■ Reading text ■
☆ ☆ ☆ ☆ ☆

Cache (Aspire 2)

From wiki.searchtechnologies.com
Jump to: navigation, search

For Information on Aspire 3.1 Click Here

Cache (Aspire 2)
Factory Name  com.searchtechnologies.aspire:aspire-cache
subType  default
Inputs  Servlet commands, access from external components and Jobs from processing pipelines
Outputs  Servlet commands and access from external components
Feature only available with Aspire Enterprise

The cache stage/component provides caching services with in Aspire, either as a stage where jobs are passed through in a pipeline or as a service to external components.

Items are added to the cache and then can be retrieved from the cache. The cache component is configured with a validity in milli-seconds. Items added to the cache will, by default, expire after the given validity period. If required, a different validity may be specified when caching an item.

Optionally, a background thread will purge the cache at given periods, removing items that are no longer within the validity period from the cache. The background purge may be turned off. However, when accessing the cache, the validity of items is always checked before results are returned, ensuring that expired items are not returned from gets and are not counted in size or isEmpty type requests.

Also see the Cache Get stage.

Operation as a Stage

When operating as a stage, the cache component will put items on to the cache as it processes Jobs. If you need a stage to get objects from the cache, see Cache Get.

As jobs pass through the stage, the component will extract a value to add to the cache from the document attached to the job. It will also extract a key. The value will then be stored in then cache against the key with the default validity. There are two methods that may be used to obtain the key and value. These are specified in the component configuration and are described below.

☆ ☆ ☆ ☆ ☆

■ Stored rows ■
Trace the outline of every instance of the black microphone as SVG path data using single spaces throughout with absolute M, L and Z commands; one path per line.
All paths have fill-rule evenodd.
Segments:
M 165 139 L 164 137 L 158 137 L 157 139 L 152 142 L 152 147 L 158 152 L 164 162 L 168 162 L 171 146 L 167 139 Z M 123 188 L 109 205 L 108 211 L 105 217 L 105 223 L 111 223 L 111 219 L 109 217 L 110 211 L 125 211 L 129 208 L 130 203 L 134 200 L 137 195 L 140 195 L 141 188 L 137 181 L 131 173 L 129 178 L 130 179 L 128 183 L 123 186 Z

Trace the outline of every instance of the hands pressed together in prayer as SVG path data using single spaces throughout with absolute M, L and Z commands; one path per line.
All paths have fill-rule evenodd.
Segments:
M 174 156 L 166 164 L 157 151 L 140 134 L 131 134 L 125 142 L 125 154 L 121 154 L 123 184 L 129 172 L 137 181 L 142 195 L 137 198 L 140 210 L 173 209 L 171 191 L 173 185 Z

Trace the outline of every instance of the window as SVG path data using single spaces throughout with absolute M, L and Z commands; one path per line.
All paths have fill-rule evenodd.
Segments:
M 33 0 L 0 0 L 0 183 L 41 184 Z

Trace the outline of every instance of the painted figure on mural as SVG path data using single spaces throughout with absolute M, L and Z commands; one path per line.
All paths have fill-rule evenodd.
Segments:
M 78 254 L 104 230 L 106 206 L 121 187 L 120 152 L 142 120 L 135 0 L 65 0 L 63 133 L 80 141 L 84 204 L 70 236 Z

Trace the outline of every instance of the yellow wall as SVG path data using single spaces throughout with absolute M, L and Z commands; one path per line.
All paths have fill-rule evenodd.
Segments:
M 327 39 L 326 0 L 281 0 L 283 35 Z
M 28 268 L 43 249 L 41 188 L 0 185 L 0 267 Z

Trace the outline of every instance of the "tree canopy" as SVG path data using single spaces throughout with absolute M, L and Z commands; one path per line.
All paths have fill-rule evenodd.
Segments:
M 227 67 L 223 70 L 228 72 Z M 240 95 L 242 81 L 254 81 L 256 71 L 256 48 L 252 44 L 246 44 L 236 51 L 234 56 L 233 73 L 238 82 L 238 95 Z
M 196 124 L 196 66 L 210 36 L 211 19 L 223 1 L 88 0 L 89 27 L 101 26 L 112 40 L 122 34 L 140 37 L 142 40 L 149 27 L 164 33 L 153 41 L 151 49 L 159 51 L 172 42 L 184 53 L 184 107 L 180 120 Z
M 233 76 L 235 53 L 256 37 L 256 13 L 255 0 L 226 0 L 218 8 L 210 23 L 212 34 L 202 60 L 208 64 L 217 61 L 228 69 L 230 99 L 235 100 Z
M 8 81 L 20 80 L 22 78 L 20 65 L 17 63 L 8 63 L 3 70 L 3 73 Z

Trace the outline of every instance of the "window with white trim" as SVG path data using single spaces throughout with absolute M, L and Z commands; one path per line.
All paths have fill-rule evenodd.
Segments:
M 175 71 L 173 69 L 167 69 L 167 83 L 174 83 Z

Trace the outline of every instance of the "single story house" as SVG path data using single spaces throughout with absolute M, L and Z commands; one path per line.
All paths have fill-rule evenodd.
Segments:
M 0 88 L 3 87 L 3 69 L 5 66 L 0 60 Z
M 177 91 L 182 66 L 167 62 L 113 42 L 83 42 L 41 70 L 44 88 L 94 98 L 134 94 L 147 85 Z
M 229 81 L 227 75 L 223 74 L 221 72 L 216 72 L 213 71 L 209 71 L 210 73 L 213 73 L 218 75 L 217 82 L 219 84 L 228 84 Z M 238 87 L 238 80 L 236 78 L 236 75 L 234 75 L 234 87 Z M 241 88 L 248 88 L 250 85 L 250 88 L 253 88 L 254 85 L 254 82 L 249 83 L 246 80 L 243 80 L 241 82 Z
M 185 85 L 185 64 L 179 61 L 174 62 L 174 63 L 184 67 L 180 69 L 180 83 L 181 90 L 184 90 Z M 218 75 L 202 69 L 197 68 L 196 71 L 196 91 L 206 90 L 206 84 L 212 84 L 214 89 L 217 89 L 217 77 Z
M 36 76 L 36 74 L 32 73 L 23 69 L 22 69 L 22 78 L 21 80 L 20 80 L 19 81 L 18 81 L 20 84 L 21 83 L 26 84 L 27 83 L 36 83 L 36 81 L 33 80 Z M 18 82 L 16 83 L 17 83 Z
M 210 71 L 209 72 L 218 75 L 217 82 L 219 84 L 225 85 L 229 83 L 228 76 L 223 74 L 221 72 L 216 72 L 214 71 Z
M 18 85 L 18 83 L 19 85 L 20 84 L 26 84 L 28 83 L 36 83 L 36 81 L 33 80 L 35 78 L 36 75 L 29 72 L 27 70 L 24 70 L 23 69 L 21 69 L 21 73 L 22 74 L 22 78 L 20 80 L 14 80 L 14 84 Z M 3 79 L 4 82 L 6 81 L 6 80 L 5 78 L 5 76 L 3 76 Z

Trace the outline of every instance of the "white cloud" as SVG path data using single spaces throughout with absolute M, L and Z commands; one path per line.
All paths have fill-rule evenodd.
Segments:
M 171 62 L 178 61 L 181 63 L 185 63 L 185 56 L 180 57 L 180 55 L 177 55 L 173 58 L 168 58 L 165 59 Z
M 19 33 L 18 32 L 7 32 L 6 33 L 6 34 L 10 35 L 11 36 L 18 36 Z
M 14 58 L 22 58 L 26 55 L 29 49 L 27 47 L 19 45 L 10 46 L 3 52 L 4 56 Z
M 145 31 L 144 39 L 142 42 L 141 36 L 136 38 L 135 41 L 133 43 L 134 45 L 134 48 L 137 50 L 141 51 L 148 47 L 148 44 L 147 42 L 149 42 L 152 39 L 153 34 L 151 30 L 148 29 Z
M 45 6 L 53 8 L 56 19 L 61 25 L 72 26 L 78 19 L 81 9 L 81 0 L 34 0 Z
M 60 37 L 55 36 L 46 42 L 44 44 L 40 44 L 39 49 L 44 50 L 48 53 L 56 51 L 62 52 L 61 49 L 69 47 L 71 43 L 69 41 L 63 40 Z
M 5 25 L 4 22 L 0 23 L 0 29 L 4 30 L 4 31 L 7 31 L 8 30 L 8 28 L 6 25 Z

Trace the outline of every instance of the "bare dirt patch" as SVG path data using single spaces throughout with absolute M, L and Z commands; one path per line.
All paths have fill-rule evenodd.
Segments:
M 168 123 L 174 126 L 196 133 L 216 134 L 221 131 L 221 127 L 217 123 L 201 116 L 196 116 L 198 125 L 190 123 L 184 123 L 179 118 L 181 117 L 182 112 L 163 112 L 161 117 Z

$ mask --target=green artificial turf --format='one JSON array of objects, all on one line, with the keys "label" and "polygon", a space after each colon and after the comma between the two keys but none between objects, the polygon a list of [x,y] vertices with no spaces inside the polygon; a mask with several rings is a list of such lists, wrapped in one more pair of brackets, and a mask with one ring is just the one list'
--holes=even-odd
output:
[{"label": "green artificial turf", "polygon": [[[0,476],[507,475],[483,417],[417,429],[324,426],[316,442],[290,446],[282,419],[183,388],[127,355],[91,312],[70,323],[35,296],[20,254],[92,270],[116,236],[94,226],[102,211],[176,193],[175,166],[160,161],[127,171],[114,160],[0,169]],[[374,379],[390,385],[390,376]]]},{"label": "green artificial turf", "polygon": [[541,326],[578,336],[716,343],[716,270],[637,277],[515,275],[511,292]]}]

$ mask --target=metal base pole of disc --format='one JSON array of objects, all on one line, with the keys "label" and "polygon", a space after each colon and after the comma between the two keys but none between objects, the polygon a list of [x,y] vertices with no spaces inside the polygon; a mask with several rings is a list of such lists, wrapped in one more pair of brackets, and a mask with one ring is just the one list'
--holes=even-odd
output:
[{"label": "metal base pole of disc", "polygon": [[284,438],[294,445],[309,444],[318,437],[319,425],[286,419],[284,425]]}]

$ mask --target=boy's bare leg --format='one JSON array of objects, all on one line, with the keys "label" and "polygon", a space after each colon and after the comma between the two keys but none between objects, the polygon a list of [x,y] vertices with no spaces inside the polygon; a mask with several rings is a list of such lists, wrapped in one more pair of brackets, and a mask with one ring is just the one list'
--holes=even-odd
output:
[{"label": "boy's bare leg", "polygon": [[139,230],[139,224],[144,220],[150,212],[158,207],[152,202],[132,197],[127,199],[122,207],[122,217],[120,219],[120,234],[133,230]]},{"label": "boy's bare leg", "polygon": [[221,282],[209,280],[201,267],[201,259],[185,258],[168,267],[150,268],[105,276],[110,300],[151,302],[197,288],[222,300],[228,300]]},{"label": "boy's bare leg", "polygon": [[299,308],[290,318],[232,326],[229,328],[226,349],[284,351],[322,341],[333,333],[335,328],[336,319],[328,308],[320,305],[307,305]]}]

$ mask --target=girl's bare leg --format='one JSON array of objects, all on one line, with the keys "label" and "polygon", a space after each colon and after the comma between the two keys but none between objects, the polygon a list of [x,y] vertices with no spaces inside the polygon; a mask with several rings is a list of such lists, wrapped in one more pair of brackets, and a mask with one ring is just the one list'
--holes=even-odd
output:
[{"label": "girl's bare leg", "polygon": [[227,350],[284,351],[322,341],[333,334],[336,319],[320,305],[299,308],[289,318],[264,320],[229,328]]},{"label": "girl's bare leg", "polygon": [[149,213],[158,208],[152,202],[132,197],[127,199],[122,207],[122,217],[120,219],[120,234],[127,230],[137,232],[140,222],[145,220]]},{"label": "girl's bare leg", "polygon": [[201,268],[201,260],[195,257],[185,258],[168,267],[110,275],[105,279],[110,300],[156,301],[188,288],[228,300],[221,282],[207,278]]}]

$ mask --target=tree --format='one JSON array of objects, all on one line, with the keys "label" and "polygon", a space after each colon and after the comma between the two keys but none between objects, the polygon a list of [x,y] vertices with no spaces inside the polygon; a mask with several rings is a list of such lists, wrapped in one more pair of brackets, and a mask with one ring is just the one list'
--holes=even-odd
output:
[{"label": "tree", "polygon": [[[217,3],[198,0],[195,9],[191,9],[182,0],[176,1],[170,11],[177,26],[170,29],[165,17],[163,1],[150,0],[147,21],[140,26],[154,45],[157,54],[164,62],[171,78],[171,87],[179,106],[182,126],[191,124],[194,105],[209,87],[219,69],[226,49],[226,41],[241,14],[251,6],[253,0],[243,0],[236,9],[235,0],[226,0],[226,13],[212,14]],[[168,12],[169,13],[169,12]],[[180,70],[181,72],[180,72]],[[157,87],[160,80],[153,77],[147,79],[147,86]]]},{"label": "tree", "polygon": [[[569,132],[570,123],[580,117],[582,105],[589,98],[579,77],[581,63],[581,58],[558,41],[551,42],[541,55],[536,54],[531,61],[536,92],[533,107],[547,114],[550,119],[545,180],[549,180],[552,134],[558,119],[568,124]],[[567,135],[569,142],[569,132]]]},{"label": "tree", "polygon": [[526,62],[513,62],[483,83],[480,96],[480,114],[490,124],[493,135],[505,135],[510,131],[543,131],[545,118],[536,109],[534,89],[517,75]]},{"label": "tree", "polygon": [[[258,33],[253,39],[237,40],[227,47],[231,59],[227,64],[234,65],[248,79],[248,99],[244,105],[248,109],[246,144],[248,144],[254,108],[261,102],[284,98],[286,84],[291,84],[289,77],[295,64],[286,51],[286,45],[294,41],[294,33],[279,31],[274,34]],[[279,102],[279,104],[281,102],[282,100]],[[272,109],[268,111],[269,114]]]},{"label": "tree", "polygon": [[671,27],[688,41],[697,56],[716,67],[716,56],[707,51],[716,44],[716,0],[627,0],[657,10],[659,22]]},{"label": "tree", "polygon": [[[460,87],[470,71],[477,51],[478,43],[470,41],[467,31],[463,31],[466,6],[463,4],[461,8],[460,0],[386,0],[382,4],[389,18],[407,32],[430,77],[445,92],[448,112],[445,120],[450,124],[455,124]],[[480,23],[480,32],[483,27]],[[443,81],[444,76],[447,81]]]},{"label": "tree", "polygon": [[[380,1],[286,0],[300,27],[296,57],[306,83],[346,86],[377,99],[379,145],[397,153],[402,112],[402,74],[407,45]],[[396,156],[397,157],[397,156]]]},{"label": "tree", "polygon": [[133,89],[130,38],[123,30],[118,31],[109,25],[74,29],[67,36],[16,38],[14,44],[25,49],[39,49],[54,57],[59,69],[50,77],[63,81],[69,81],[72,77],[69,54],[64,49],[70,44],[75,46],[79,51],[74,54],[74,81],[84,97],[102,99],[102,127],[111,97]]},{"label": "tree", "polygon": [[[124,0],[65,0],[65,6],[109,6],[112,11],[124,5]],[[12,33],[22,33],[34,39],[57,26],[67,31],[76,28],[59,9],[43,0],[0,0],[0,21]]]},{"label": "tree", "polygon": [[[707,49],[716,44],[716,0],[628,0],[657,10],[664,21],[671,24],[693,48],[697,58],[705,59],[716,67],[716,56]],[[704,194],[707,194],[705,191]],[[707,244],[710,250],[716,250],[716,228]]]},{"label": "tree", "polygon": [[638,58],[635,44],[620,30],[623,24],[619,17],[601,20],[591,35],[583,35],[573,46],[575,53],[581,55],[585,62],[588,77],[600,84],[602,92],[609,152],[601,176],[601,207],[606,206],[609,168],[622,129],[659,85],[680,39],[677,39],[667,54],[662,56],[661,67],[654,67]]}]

☆ ☆ ☆ ☆ ☆

■ What this exercise asks ■
1 – According to the cache page, what unit is the cache component's validity configured in?
2 – From the cache page, retype everything from "Operation as a" up to and including "are described below.".
The rows are unrelated material and stand apart from the cache page.

■ Full solutions ■
1 – Milliseconds.

2 –
Operation as a Stage

When operating as a stage, the cache component will put items on to the cache as it processes Jobs. If you need a stage to get objects from the cache, see Cache Get.

As jobs pass through the stage, the component will extract a value to add to the cache from the document attached to the job. It will also extract a key. The value will then be stored in then cache against the key with the default validity. There are two methods that may be used to obtain the key and value. These are specified in the component configuration and are described below.